§ **To-do item**: Return the lines below verbatim, starting from the line with "Derive the target's" up to and including the line with "negative clicks: (77, 75) (88, 39)".

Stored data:

• • • • •

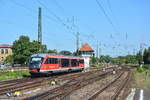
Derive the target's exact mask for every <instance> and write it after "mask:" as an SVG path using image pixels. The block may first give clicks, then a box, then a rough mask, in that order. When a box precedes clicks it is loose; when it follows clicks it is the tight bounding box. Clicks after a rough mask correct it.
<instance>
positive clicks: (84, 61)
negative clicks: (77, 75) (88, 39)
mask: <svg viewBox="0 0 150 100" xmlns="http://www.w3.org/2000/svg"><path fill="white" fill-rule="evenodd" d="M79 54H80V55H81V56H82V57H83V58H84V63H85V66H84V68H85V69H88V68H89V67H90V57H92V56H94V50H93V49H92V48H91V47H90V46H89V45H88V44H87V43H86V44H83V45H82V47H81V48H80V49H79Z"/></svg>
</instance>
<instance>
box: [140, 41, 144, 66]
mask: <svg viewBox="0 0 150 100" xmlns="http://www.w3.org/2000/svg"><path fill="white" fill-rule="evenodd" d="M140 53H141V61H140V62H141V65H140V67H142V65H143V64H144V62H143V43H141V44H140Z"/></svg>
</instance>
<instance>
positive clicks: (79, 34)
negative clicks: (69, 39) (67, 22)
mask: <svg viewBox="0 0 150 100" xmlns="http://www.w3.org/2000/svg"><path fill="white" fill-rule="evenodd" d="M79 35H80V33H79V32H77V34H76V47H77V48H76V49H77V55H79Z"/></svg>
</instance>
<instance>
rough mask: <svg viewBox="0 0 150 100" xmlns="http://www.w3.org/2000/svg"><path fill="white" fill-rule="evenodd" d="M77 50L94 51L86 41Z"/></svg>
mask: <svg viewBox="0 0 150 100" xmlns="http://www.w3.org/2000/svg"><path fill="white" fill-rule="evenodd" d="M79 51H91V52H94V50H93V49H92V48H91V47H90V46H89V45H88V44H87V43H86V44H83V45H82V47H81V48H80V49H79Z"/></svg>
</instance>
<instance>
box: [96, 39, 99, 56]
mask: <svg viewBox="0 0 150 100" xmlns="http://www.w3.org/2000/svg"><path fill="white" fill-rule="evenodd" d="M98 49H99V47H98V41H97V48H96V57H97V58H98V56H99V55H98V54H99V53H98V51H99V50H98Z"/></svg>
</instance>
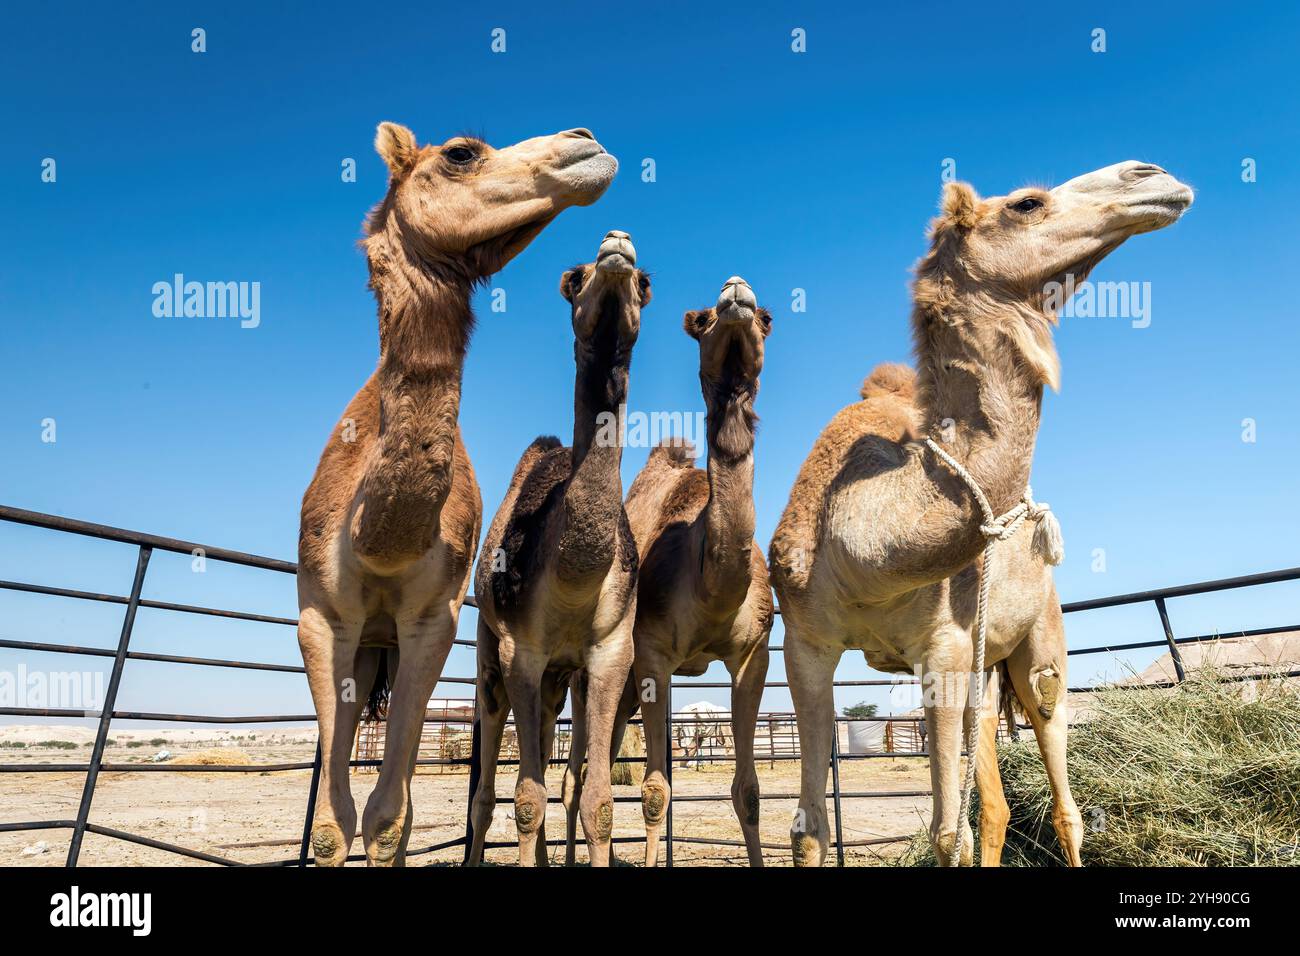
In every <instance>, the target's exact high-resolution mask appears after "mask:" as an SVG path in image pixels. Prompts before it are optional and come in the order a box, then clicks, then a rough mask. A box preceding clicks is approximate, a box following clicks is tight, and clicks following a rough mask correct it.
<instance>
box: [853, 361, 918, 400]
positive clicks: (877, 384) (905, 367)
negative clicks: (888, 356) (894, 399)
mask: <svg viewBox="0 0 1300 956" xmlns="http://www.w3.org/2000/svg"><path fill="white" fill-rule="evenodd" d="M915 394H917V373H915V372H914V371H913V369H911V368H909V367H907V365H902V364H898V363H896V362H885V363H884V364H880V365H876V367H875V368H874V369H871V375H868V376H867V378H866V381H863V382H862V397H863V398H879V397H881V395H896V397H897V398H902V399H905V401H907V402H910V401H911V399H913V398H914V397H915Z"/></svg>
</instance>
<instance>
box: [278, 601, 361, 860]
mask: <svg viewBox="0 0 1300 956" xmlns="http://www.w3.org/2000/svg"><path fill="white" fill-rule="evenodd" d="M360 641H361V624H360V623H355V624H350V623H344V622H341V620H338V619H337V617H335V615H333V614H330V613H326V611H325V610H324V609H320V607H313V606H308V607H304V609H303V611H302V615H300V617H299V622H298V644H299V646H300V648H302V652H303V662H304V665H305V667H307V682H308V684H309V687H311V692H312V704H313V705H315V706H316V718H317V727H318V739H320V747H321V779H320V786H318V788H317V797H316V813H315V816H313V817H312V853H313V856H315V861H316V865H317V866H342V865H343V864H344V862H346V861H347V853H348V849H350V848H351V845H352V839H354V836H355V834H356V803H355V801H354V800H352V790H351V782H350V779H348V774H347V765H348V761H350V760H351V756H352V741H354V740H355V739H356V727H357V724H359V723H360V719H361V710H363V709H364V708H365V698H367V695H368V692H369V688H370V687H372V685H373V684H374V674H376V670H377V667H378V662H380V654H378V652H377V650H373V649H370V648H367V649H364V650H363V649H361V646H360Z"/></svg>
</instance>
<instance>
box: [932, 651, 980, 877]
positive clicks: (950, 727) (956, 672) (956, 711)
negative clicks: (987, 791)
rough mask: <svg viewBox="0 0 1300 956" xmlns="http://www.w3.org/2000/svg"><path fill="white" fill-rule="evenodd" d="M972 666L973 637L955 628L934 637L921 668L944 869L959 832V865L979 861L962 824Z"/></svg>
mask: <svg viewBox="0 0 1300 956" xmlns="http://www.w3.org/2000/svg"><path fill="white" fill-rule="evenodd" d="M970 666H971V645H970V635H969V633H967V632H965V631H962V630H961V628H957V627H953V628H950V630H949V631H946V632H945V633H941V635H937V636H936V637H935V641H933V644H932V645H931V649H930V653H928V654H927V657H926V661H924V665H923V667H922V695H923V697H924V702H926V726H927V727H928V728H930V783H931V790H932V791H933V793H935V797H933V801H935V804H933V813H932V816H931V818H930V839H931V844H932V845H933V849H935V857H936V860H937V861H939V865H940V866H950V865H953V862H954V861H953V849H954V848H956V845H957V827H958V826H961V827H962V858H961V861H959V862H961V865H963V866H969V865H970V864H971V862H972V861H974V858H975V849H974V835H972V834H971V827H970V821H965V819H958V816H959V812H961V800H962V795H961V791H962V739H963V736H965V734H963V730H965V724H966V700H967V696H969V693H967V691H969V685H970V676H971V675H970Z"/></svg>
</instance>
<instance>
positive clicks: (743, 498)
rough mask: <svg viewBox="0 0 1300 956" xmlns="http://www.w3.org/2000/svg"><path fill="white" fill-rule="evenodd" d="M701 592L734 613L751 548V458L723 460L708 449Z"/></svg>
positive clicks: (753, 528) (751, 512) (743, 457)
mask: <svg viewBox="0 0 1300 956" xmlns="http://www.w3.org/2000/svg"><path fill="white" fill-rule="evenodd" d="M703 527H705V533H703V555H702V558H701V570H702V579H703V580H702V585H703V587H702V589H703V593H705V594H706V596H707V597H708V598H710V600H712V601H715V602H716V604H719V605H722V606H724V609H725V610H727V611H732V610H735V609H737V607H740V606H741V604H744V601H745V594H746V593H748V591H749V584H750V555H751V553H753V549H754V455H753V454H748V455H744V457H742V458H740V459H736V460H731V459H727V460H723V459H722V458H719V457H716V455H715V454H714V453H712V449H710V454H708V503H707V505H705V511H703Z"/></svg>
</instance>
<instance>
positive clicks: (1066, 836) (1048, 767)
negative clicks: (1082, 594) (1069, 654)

• • • • •

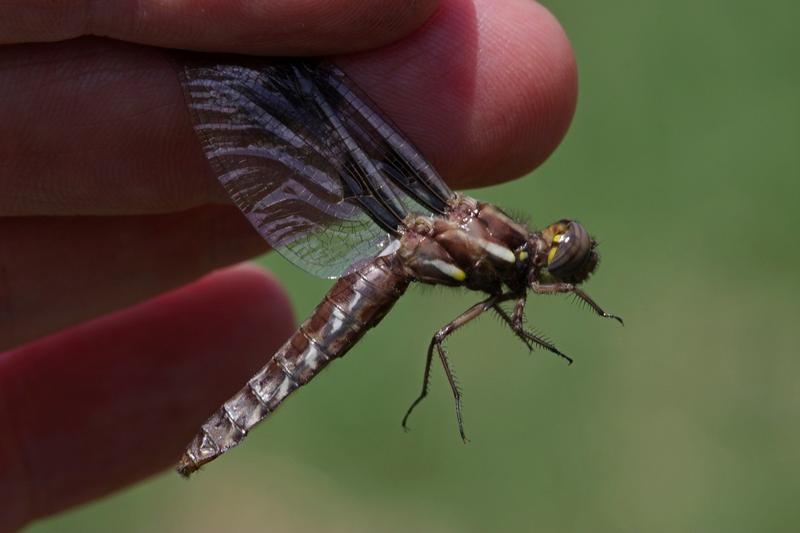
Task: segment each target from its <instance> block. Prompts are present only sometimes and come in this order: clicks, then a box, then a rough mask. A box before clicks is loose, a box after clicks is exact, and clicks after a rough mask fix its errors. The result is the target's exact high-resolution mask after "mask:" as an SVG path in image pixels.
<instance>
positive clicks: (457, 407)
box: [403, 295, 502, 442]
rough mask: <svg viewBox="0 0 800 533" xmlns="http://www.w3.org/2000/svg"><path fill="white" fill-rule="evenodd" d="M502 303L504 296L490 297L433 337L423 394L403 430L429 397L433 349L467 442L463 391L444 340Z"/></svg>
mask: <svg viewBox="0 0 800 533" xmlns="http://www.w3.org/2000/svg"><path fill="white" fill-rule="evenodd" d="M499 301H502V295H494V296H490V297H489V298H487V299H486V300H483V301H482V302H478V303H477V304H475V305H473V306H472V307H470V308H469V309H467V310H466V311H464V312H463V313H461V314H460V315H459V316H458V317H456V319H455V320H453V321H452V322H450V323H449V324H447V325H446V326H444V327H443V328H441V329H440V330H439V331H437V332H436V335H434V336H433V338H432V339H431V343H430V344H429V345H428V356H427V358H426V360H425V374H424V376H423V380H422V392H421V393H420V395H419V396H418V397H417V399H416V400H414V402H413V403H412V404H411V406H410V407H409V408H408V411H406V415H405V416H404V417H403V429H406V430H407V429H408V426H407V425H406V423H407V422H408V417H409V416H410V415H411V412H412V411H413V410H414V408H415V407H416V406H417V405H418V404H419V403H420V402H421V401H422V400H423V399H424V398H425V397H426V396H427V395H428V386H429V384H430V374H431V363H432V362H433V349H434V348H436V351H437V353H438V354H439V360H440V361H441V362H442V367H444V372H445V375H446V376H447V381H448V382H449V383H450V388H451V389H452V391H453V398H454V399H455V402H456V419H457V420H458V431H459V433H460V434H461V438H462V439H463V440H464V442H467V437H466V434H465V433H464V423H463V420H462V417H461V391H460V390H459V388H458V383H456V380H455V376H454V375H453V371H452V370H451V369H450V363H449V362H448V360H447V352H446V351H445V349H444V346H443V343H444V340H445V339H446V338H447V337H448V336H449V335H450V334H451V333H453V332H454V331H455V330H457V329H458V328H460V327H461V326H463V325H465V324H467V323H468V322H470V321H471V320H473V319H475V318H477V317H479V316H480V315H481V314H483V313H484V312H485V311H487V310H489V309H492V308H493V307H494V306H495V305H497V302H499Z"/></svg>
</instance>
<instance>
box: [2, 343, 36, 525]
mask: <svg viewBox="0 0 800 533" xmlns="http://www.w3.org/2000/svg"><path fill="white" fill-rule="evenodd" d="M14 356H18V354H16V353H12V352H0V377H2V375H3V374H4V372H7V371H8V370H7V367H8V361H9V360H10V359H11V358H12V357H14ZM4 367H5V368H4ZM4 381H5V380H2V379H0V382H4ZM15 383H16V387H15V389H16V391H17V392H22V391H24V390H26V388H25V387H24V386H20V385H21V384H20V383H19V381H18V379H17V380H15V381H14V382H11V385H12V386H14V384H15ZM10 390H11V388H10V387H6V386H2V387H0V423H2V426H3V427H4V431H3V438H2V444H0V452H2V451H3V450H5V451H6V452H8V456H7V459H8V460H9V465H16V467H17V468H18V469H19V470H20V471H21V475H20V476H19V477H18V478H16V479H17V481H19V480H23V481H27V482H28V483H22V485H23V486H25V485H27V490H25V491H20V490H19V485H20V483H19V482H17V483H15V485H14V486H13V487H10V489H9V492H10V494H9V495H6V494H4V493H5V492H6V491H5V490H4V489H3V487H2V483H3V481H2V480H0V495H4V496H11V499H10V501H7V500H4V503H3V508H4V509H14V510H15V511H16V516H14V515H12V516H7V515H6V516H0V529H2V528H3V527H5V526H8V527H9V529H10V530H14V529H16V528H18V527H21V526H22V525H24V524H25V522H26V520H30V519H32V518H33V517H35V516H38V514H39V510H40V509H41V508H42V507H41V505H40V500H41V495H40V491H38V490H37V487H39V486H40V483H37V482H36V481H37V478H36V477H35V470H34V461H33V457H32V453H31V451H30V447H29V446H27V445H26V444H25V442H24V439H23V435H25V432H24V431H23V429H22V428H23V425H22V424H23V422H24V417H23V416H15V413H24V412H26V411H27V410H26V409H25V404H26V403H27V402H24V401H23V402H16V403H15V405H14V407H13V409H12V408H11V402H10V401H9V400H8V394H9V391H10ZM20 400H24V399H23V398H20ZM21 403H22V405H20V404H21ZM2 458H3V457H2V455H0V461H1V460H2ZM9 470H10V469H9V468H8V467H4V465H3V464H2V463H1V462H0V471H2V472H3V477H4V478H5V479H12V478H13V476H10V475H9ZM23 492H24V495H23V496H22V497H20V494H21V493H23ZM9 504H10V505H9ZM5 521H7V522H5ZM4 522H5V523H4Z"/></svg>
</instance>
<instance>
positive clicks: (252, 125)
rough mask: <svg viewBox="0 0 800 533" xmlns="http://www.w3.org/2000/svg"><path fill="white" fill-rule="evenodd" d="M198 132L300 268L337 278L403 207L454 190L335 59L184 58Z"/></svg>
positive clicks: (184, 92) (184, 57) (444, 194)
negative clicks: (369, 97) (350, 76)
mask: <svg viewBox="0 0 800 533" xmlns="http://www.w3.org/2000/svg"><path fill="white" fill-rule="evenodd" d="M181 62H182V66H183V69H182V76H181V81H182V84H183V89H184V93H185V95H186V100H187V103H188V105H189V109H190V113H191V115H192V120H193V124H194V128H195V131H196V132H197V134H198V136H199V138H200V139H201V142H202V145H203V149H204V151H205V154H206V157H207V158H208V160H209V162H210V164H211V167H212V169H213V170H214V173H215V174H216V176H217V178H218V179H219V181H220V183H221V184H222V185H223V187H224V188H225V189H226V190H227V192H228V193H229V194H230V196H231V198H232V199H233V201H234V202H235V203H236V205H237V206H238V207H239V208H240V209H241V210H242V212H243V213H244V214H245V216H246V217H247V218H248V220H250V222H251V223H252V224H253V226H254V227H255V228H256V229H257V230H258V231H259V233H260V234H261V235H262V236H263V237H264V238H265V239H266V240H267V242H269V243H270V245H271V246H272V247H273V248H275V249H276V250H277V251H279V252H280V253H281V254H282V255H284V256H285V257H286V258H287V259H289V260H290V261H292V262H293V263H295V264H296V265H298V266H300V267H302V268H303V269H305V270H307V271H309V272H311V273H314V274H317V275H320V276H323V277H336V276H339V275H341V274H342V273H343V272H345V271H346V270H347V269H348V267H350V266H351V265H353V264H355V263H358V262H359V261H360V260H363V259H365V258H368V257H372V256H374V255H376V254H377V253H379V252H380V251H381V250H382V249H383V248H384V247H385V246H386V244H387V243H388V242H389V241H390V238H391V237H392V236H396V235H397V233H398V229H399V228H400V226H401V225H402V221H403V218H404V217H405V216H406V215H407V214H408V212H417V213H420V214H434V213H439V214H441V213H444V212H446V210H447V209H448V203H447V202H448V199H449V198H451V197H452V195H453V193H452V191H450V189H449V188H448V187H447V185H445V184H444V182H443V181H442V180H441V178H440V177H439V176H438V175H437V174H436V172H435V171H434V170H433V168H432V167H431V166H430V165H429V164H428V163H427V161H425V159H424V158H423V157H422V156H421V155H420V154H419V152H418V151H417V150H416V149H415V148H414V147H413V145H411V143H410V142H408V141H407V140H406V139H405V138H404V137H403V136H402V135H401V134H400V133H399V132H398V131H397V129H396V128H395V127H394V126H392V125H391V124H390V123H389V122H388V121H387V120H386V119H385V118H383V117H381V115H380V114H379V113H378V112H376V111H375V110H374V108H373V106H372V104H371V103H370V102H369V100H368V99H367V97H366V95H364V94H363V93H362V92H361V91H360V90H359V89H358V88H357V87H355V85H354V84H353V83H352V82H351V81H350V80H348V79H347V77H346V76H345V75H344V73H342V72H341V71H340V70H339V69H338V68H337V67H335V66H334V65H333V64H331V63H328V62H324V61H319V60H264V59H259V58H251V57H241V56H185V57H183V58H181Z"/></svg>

• • • • •

§ **Answer space**:
Derive the target's exact mask for every <instance> and write it after "mask:" as an SVG path using image pixels. The block may first give clicks, then a box, then a rough mask, in that order. When a box precedes clicks it is loose; when it follows clicks it is the tight bounding box. Clicks after a rough mask correct it.
<instance>
positive clicks: (84, 61)
negative clicks: (77, 75) (88, 39)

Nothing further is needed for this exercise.